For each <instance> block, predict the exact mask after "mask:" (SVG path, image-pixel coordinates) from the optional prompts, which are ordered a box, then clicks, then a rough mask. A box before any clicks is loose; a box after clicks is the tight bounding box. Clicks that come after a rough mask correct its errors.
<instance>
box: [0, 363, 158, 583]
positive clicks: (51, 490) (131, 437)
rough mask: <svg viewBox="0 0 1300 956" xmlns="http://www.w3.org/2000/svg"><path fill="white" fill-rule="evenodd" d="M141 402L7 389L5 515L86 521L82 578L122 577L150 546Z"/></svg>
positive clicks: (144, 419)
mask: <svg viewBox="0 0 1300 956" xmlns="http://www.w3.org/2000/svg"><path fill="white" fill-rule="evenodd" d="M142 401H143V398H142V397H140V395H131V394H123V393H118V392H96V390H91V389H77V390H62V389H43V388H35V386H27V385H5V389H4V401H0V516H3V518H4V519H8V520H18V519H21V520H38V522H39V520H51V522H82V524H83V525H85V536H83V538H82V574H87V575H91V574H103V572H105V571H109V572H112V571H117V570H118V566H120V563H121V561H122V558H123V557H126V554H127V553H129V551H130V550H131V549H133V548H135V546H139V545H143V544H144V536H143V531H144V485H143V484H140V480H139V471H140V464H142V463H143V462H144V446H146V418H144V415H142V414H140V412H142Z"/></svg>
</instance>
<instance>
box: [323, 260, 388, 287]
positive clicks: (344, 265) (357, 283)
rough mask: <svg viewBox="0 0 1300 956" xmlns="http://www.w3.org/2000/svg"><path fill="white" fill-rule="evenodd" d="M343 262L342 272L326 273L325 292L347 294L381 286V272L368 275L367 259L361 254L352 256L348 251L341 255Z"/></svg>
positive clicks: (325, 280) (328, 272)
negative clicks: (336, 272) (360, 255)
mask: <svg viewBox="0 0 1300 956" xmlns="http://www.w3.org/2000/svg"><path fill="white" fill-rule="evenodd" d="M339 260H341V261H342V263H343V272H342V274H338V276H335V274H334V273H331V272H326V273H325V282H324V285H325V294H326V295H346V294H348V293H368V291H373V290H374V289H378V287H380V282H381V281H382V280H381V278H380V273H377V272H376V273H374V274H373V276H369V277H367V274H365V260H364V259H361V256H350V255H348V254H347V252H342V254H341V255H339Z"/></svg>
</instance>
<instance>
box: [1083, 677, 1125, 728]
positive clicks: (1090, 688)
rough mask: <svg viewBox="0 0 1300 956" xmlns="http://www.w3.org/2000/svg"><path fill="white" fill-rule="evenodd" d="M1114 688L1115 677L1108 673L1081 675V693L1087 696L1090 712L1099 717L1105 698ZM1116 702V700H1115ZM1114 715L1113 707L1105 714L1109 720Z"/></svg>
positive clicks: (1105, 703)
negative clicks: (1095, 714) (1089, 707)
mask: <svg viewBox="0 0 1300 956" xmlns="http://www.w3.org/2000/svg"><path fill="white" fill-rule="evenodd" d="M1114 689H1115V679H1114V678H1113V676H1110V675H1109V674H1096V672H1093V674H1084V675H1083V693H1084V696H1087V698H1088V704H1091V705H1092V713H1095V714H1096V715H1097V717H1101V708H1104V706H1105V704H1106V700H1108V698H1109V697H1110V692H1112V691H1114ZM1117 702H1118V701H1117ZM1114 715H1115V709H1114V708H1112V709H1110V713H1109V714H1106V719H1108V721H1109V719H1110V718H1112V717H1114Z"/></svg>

Work to be completed: Copy every entry above verbatim, line for line, and make no changes.

Exercise output:
For each <instance> block, predict the exact mask after "mask:" (SVG path, image-pixel coordinates) from the optional prompts, which are ordered a box, then clicks, then a rough mask. A box before any clicks is loose; a box after clicks is the tight bounding box. Clicks that come after a rough mask correct its errors.
<instance>
box: [0, 363, 158, 583]
positive clicks: (51, 490) (131, 437)
rough mask: <svg viewBox="0 0 1300 956" xmlns="http://www.w3.org/2000/svg"><path fill="white" fill-rule="evenodd" d="M141 402L7 389L5 515L86 521L82 578L122 577L150 546Z"/></svg>
positive clicks: (144, 419)
mask: <svg viewBox="0 0 1300 956" xmlns="http://www.w3.org/2000/svg"><path fill="white" fill-rule="evenodd" d="M142 401H143V398H142V397H140V395H131V394H123V393H118V392H96V390H91V389H77V390H62V389H43V388H35V386H27V385H5V389H4V401H0V516H3V518H4V519H8V520H18V519H21V520H38V522H39V520H51V522H82V524H83V525H85V536H83V538H82V574H87V575H91V574H103V572H105V571H109V572H112V571H117V570H118V566H120V563H121V561H122V558H123V557H126V554H127V553H129V551H130V550H131V549H133V548H135V546H139V545H143V544H144V536H143V531H144V485H143V484H140V480H139V471H140V464H142V463H143V462H144V446H146V418H144V415H142V414H140V412H142Z"/></svg>
</instance>
<instance>
box: [323, 260, 388, 287]
positive clicks: (344, 265) (357, 283)
rough mask: <svg viewBox="0 0 1300 956" xmlns="http://www.w3.org/2000/svg"><path fill="white" fill-rule="evenodd" d="M343 262L342 272L326 273L325 292L347 294L381 286V272L368 275L367 259L361 254L352 256L348 251L341 255Z"/></svg>
positive clicks: (325, 280) (328, 272)
negative clicks: (336, 272) (360, 255)
mask: <svg viewBox="0 0 1300 956" xmlns="http://www.w3.org/2000/svg"><path fill="white" fill-rule="evenodd" d="M339 260H341V261H342V263H343V272H342V274H338V276H335V274H334V273H331V272H326V273H325V282H324V285H325V294H326V295H346V294H348V293H368V291H373V290H374V289H378V287H380V282H381V281H382V280H381V278H380V273H377V272H376V273H374V274H373V276H369V277H367V274H365V260H364V259H361V256H350V255H348V254H347V252H342V254H341V255H339Z"/></svg>
</instance>
<instance>
box: [1083, 677, 1125, 728]
positive clicks: (1090, 688)
rough mask: <svg viewBox="0 0 1300 956" xmlns="http://www.w3.org/2000/svg"><path fill="white" fill-rule="evenodd" d="M1114 688L1115 677L1108 673L1081 675V693L1087 696L1090 712L1099 717L1105 698ZM1116 702V700H1115ZM1114 715L1113 707L1105 714L1109 720Z"/></svg>
positive clicks: (1105, 703)
negative clicks: (1095, 714) (1089, 707)
mask: <svg viewBox="0 0 1300 956" xmlns="http://www.w3.org/2000/svg"><path fill="white" fill-rule="evenodd" d="M1114 689H1115V679H1114V678H1113V676H1110V675H1109V674H1096V672H1093V674H1084V675H1083V693H1084V696H1087V698H1088V704H1091V705H1092V713H1095V714H1096V715H1097V717H1101V708H1104V706H1105V704H1106V700H1108V698H1109V697H1110V692H1112V691H1114ZM1117 702H1118V701H1117ZM1114 715H1115V709H1114V708H1112V709H1110V713H1109V714H1106V719H1108V721H1109V719H1110V718H1112V717H1114Z"/></svg>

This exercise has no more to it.